Now let's insert some demo data, but following some considerations:
AUDIT_ID is unique in the form of IDxxx ( where xxx takes values from 1 to 1M )
PAYMENT_IDENTIFICATION_ID takes 10 distinct values in the form of LPAD and a letter. The idea here is to generate 10 distinct values
ACCOUNT_NUMBER is a random string of one letter and one letter in lpad to fill up 70 characters.
Thus
declare
begin
for i in 1 .. 1000000
loop
insert into audit_log values
( 'ID'||i||'' ,
case when i between 1 and 100000 then lpad('A',50,'A')
when i between 100001 and 200000 then lpad('B',50,'B')
when i between 200001 and 300000 then lpad('C',50,'C')
when i between 300001 and 400000 then lpad('D',50,'D')
when i between 400001 and 500000 then lpad('E',50,'E')
when i between 500001 and 600000 then lpad('F',50,'F')
when i between 600001 and 700000 then lpad('G',50,'G')
when i between 700001 and 800000 then lpad('H',50,'H')
when i between 800001 and 900000 then lpad('I',50,'I')
when i between 900001 and 1000000 then lpad('J',50,'J')
end ,
lpad(dbms_random.string('U',1),70,'B')
);
end loop;
commit;
end;
/
First Query
SQL> set autotrace traceonly lines 220 pages 400
SQL> Select * FROM
AUDIT_LOG
WHERE
PAYMENT_IDENTIFICATION_ID = 'AAAAAAAAAAAAAAAAAAAAAAAAAAAAAAAAAAAAAAAAAAAAAAAAAA'
AND
AUDIT_ID <> 'ID123482'; 2 3 4 5 6
100000 rows selected.

What is required = Carry the audit-log query walkthrough forward from its last line. These rows come from a separate source.

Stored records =
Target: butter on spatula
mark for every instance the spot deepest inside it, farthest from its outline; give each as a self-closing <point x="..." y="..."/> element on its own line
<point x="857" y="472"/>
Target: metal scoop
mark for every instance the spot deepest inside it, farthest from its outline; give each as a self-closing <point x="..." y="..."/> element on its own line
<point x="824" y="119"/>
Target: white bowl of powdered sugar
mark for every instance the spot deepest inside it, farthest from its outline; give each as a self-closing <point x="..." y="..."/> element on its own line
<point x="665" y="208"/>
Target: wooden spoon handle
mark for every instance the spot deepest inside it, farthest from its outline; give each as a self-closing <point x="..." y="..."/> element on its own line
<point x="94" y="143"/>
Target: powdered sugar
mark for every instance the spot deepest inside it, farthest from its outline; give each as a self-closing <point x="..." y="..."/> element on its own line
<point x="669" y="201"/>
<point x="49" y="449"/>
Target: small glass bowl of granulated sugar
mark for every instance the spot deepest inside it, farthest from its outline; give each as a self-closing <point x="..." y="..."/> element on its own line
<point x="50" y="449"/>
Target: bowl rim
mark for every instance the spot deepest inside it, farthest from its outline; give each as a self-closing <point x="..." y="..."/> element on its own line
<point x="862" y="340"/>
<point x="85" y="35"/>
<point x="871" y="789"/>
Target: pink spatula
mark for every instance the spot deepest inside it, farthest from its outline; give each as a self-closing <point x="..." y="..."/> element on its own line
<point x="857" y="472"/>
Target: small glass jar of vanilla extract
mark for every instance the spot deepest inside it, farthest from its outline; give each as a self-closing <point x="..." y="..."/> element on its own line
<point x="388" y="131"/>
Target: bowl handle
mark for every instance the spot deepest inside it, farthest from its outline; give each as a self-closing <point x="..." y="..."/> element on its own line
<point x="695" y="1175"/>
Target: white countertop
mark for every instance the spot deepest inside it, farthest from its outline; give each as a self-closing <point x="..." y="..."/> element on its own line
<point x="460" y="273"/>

Reply =
Execution Plan
----------------------------------------------------------
Plan hash value: 272803615
---------------------------------------------------------------------------------------------------
| Id | Operation | Name | Rows | Bytes | Cost (%CPU)| Time |
---------------------------------------------------------------------------------------------------
| 0 | SELECT STATEMENT | | 100K| 20M| 3767 (1)| 00:00:01 |
|* 1 | TABLE ACCESS BY INDEX ROWID BATCHED| AUDIT_LOG | 100K| 20M| 3767 (1)| 00:00:01 |
|* 2 | INDEX RANGE SCAN | PAYMENT_IDX | 100K| | 1255 (1)| 00:00:01 |
---------------------------------------------------------------------------------------------------
Predicate Information (identified by operation id):
---------------------------------------------------
1 - filter("AUDIT_ID"<>U'ID123482')
2 - access("PAYMENT_IDENTIFICATION_ID"=U'AAAAAAAAAAAAAAAAAAAAAAAAAAAAAAAAAAAAAAAAAAAAAAA
AAA')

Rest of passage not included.